**YOUR ASSIGNMENT**
Restate, exactly and without pictures, the lines from the start of the listing below through the line holding "point: the forehead, center".

**RAW DATA**

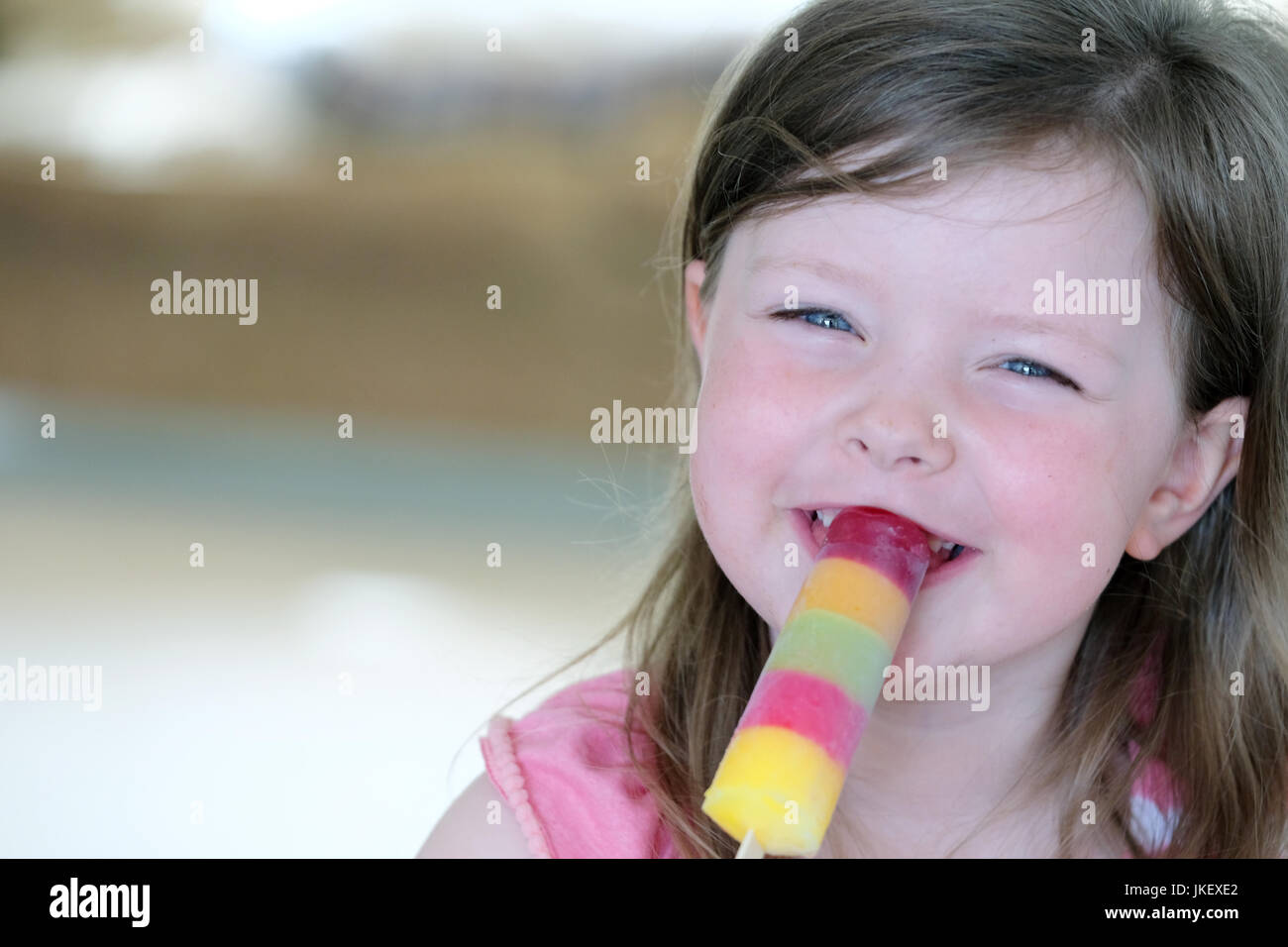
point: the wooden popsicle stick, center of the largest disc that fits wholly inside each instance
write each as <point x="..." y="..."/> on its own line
<point x="750" y="848"/>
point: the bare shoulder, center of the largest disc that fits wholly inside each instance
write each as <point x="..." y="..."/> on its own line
<point x="464" y="831"/>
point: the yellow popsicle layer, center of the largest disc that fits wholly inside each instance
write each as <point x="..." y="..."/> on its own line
<point x="764" y="770"/>
<point x="857" y="591"/>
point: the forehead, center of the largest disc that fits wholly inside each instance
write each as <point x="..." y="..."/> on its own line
<point x="969" y="253"/>
<point x="1001" y="221"/>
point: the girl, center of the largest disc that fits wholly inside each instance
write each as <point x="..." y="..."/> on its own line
<point x="1018" y="272"/>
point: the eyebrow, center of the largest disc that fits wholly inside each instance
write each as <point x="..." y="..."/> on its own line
<point x="824" y="268"/>
<point x="1034" y="326"/>
<point x="1029" y="325"/>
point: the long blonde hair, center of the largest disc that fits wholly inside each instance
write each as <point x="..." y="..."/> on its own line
<point x="1177" y="91"/>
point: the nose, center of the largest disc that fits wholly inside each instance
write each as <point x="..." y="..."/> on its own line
<point x="893" y="431"/>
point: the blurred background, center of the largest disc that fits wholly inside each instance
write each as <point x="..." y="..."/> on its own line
<point x="317" y="686"/>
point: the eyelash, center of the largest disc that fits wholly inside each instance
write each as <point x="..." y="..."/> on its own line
<point x="791" y="315"/>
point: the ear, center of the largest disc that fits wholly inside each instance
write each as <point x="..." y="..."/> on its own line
<point x="695" y="272"/>
<point x="1205" y="462"/>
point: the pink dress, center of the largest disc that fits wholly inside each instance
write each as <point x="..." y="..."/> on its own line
<point x="565" y="772"/>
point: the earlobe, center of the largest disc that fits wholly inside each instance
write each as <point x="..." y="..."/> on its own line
<point x="1203" y="467"/>
<point x="695" y="273"/>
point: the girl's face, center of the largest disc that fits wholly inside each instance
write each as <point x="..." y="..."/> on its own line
<point x="915" y="318"/>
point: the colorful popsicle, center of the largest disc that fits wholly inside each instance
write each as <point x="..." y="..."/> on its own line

**RESPONSE TO THIS TASK**
point: the wooden popsicle stick, center of the largest disc that fits wholly inside each instance
write each as <point x="..." y="..."/> on its own line
<point x="750" y="848"/>
point: the bare shoulder, center of the largest disc that fits wholly inside each instance
write each as <point x="..." y="..."/> on its own line
<point x="464" y="831"/>
point: the yellow popsicle layer, center of the largest disc that fits wholly inside each instance
write each as <point x="..." y="..."/> on its own line
<point x="764" y="770"/>
<point x="857" y="591"/>
point: the forehead, center of the largest disc that fits wholly inside each instance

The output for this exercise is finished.